INFORMATION SHOWN:
· · · · · · ·

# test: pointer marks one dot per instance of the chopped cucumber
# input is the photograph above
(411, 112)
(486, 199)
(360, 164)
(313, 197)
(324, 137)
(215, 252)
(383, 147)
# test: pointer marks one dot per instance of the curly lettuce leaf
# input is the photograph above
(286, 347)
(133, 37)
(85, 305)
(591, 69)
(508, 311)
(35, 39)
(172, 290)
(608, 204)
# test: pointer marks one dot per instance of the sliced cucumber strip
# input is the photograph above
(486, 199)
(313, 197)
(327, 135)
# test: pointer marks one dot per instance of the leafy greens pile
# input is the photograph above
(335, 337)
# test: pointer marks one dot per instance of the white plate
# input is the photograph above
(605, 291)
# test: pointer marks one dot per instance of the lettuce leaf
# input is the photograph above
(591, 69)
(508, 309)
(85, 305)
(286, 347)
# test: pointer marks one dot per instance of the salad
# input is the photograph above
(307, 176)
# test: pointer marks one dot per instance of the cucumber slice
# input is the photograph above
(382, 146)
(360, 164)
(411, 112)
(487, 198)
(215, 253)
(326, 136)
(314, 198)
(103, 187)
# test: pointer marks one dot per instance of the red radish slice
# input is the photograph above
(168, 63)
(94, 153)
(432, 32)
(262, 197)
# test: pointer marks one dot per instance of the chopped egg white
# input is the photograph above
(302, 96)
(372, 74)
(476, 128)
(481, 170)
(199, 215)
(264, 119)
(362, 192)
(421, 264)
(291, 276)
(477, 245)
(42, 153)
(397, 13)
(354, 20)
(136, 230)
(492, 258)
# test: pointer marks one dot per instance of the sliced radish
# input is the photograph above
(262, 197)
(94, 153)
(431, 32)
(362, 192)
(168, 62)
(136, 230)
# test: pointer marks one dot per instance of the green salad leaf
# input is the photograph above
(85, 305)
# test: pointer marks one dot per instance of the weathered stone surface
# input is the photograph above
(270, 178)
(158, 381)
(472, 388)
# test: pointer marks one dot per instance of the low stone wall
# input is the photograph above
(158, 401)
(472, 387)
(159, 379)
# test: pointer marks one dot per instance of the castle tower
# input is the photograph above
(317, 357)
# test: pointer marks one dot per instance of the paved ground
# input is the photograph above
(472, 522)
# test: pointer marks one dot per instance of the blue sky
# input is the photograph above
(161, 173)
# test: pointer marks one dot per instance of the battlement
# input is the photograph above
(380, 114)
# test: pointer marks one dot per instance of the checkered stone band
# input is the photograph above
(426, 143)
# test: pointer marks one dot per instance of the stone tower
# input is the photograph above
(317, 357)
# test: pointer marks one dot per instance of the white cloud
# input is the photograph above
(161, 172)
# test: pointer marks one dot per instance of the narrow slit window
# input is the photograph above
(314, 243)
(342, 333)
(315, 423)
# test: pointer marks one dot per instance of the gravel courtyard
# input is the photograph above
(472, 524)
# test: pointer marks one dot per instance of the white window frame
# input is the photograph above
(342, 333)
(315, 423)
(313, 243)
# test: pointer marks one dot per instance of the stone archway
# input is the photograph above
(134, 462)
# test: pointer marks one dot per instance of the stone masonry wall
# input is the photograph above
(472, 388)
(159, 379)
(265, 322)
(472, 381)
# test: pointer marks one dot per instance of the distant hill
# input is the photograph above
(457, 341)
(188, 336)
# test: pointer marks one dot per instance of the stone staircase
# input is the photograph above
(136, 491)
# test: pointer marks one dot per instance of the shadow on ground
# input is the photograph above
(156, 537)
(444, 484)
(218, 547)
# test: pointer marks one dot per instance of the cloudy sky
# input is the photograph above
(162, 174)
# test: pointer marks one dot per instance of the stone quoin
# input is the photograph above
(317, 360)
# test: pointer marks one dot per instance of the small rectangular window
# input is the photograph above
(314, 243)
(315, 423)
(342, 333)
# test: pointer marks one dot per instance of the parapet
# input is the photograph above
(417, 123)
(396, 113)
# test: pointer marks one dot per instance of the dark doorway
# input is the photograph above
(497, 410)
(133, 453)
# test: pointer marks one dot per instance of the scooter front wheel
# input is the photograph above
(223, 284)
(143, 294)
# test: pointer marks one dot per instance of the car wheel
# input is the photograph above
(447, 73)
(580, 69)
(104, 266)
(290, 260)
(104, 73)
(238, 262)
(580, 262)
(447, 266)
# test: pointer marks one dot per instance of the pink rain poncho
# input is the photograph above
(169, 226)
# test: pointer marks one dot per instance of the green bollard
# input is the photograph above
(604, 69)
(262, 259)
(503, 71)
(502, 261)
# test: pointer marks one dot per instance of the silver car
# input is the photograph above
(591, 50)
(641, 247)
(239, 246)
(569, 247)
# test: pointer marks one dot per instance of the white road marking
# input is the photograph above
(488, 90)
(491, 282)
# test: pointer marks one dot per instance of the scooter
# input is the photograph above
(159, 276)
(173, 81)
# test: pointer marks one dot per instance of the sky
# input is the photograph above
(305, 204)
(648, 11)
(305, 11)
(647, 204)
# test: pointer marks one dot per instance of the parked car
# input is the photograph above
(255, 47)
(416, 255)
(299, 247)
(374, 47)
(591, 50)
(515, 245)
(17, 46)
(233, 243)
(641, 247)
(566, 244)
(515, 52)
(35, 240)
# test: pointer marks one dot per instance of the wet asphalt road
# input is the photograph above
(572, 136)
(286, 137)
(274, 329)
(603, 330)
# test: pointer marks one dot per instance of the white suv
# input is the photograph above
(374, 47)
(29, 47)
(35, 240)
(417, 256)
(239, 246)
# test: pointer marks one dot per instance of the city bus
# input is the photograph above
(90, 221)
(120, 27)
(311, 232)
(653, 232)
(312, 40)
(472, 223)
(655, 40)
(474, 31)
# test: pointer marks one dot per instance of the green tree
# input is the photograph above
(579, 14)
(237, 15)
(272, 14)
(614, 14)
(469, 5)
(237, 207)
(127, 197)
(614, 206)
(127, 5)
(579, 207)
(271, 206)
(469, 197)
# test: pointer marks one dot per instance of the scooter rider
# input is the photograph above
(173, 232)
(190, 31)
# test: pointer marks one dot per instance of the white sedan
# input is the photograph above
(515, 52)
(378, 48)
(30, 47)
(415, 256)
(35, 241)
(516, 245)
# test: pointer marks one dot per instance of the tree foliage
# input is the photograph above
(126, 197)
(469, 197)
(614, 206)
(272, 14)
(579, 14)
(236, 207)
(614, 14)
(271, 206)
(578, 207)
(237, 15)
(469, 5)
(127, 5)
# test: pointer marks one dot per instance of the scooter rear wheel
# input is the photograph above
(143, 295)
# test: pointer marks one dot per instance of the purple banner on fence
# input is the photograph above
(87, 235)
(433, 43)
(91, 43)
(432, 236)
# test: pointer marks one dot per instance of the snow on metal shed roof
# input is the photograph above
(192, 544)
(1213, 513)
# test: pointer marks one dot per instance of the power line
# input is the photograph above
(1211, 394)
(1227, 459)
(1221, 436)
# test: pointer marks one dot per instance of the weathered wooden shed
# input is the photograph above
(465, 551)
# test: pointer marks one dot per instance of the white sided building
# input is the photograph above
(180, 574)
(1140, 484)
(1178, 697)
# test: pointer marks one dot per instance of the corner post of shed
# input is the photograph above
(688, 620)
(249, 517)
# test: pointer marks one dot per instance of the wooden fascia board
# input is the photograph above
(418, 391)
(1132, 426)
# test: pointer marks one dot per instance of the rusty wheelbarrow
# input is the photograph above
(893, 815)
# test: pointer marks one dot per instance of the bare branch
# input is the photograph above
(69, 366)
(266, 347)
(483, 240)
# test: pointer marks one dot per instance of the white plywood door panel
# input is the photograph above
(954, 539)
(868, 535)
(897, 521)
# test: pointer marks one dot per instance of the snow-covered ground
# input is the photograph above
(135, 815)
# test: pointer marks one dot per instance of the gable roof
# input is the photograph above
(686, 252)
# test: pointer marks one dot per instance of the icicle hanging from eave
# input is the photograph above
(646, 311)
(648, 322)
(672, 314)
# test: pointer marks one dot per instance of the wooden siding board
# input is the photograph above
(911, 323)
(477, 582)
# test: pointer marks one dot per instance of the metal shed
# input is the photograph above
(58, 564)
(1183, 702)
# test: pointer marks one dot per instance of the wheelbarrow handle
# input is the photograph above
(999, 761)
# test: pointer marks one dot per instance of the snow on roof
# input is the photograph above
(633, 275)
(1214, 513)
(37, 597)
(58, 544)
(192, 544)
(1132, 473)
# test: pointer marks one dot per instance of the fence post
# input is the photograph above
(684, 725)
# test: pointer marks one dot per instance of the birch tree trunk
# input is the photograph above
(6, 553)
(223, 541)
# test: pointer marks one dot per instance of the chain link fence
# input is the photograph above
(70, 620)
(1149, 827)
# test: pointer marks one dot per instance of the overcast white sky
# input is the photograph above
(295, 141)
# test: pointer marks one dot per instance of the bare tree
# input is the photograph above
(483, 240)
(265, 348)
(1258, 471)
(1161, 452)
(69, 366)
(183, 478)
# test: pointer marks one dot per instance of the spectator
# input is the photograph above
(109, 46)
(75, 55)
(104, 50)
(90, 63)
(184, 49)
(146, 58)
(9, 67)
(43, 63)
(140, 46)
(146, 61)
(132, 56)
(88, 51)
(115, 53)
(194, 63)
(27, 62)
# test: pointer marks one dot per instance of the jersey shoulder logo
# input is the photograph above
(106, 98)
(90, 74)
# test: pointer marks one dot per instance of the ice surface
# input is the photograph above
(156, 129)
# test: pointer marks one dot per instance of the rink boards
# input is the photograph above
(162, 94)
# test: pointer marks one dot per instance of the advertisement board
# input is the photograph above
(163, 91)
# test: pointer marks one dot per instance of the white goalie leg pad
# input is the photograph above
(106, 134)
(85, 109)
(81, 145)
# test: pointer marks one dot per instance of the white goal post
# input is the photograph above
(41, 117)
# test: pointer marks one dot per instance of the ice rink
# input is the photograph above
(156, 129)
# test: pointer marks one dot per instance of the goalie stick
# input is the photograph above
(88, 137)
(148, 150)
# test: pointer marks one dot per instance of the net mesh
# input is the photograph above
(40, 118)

· · · · · · ·

PROMPT: Set out exactly the run of lines that begins at the line holding "# test: pointer marks one dot per instance of the advertisement" and ends at the last line of the data.

SOLUTION BELOW:
# test: pointer marks one dot per instance of the advertisement board
# input is the photograph above
(163, 91)
# test: pointer marks one dot per instance of the white goalie leg pad
# input is the photograph above
(106, 134)
(85, 109)
(81, 145)
# test: pointer marks one dot per instance of the white goal post
# input is the photograph above
(41, 117)
# test: pointer marks one dot per instance of the ice rink
# input is the photograph above
(156, 129)
# test: pointer marks one dot per instance of the goalie stick
# input is the photograph above
(88, 137)
(148, 150)
# test: pointer marks one dot per instance of the net mesh
# input is the photograph above
(40, 118)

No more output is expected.